Entries shown:

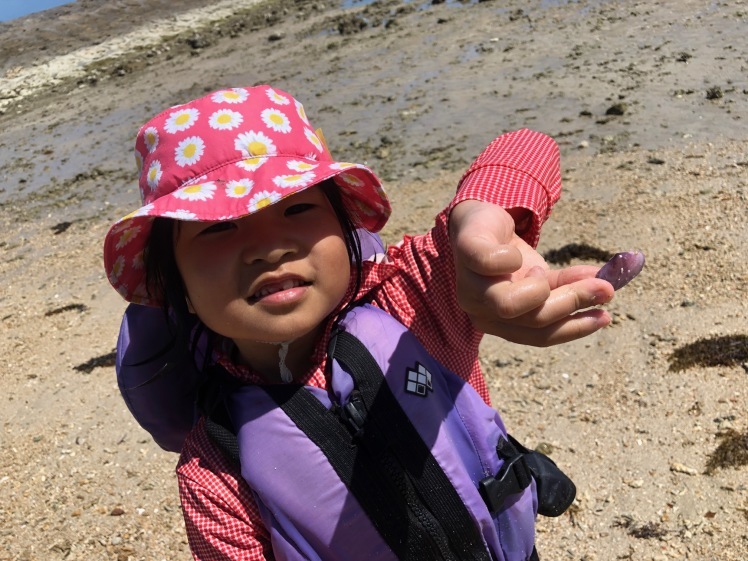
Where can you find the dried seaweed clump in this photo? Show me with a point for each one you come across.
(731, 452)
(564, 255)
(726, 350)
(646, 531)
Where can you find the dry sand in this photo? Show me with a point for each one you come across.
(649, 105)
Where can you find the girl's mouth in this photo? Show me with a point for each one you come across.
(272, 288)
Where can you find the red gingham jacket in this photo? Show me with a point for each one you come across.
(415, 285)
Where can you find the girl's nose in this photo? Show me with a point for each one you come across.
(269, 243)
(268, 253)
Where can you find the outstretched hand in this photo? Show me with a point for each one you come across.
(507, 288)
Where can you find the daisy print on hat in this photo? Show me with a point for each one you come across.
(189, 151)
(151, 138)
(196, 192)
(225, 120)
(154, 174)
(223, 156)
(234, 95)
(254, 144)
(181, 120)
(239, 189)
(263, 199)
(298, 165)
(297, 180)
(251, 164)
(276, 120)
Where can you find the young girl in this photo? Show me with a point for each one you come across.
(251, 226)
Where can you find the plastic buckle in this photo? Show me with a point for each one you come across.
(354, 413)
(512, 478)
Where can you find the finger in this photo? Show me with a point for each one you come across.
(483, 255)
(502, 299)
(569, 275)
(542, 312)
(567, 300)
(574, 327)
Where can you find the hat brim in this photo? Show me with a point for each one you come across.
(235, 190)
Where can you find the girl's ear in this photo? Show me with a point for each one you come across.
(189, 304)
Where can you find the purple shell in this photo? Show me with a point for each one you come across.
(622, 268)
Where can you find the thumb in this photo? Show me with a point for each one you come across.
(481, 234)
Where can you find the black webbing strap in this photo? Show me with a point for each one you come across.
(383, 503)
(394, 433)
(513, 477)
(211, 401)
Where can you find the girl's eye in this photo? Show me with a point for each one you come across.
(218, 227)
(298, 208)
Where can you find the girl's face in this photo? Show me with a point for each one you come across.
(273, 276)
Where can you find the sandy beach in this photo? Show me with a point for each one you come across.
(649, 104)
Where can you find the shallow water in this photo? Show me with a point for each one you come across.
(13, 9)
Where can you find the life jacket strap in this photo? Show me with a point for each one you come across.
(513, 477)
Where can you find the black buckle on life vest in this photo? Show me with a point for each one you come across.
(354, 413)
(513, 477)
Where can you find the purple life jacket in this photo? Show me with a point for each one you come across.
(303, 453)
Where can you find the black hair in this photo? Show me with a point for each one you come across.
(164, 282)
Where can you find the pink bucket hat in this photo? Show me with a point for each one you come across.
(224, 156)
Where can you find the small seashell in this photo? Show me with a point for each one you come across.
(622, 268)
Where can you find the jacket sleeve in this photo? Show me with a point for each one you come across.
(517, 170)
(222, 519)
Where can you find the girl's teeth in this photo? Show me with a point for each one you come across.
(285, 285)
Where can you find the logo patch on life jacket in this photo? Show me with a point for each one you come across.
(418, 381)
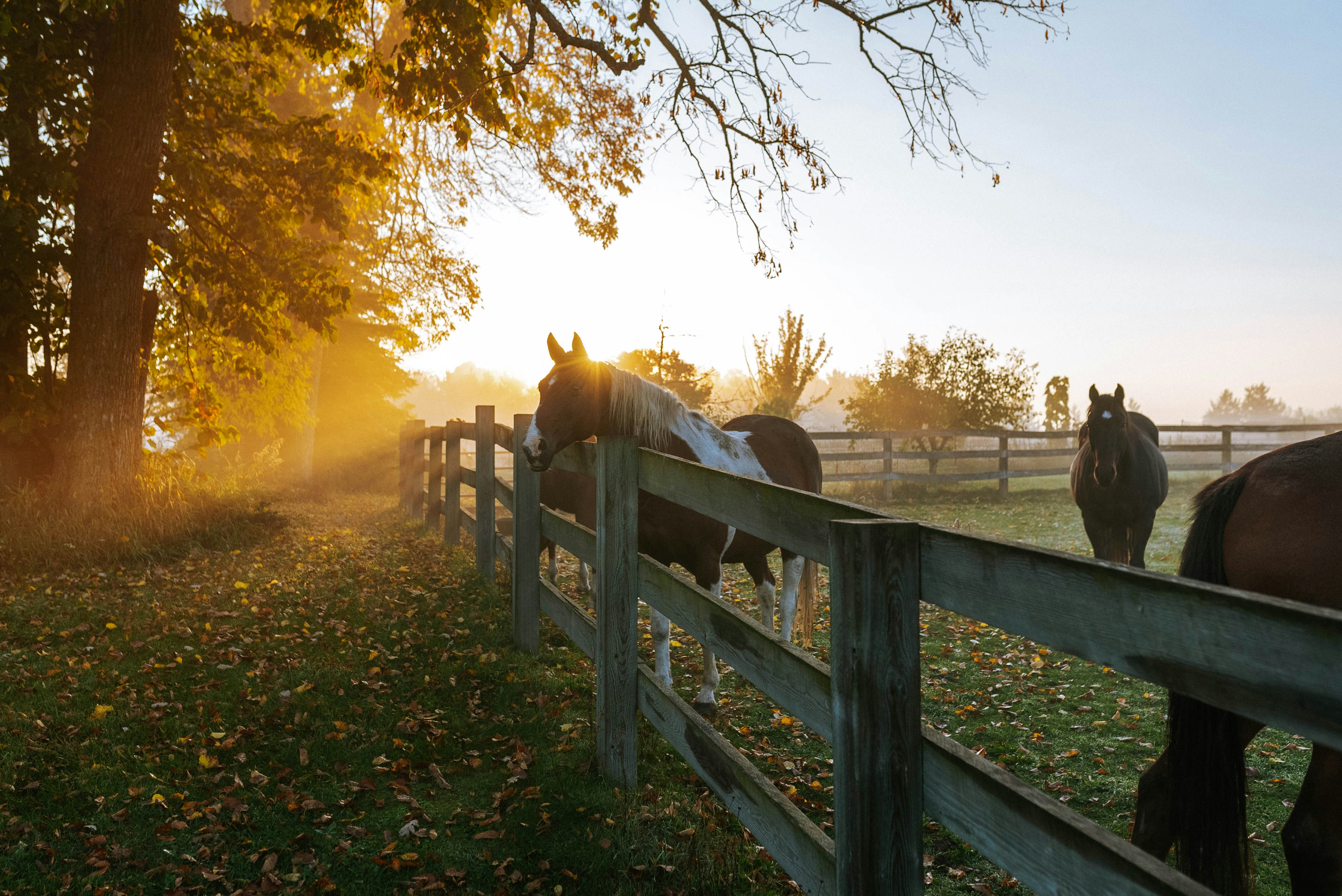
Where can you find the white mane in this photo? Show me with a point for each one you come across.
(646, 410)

Problem details: Write out the data precisely as given, excluding the pictures.

Solution to this problem:
Where can you find the dried seaweed clump in this photo? Show me with a point for each one you come across.
(731, 452)
(564, 255)
(726, 350)
(646, 531)
Where can you find the dry sand in this photo? Show me with a point for each one you come across.
(649, 105)
Where can you find the girl's mouth in this photo? Show me with a point for each one you come across.
(272, 288)
Where can you find the red gingham jacket in this photo? Show me with a point for each one you come across.
(415, 285)
Where can you find the girl's nose in this photo? Show me with a point for each one you come across.
(269, 243)
(268, 253)
Where can you find the outstretched hand in this photo? Show me with a point for each one you come across.
(507, 288)
Where can you find the daisy print on hat in this photo? Show me with a point for each one you come across.
(189, 151)
(151, 138)
(196, 192)
(225, 120)
(154, 174)
(223, 156)
(234, 95)
(254, 144)
(181, 120)
(239, 189)
(263, 199)
(298, 165)
(297, 180)
(251, 164)
(276, 120)
Where can you find the young girl in this photo? Show me with a point for each one you come across.
(251, 226)
Where can you find the plastic buckle in this photo? Show me with a point for each one you come across.
(354, 413)
(512, 478)
Where can you find the finger in this photo? Show me with a point for each one you come across.
(483, 255)
(502, 299)
(569, 275)
(542, 312)
(567, 300)
(574, 327)
Where can you find the hat brim in this photo? Show me with a point for each one you come across.
(235, 190)
Where can you find the girl's ear in this photo? Show me with a point for each one you come across.
(189, 304)
Where can you find the purple shell in this photo? Show me with a point for each one you come across.
(622, 268)
Where can you find the thumb in this photo? Show me with a point for each one you come across.
(481, 234)
Where can you find the black webbing strap in this photo? Show me with a point for each one you come across.
(383, 503)
(394, 433)
(513, 477)
(211, 401)
Where can you find the girl's eye in this photo? Show me with a point for each one you come across.
(218, 227)
(298, 208)
Where can you find the girl's face in this photo? Show me with a point for each one you come across.
(273, 276)
Where can you find the sandy beach in this photo? Show me with a point for each one you come across.
(649, 104)
Where can you find the shallow water in this photo? Show me with a point for each one you come across.
(13, 9)
Where can you find the life jacket strap in this photo? Show me with a point for each one you come across.
(513, 477)
Where can you find the black buckle on life vest in this photo? Show me with a point for each one you come across.
(354, 413)
(513, 477)
Where can you find the purple life jacket in this photo? Show me with a point for each one you come across.
(303, 453)
Where can you find the black hair in this photo? Show me with a point for each one you come across.
(164, 282)
Where can you find the pink bucket hat in this photo? Show me with a point for each one you come across.
(224, 156)
Where can you find the small seashell in this photo? Show me with a point for each one you come across.
(622, 268)
Where can you find the jacket sleeve in this photo? Show me with a point for each one you come across.
(517, 170)
(222, 519)
Where can you find the girl's teeth in this photo? Show me with a point for each one you come across.
(285, 285)
Where can you find the logo patch on life jacket in this photo? Show me with a point for each one you come across.
(418, 381)
Where can you find the white mane in this photo? Show me with a point for each one you come across.
(646, 410)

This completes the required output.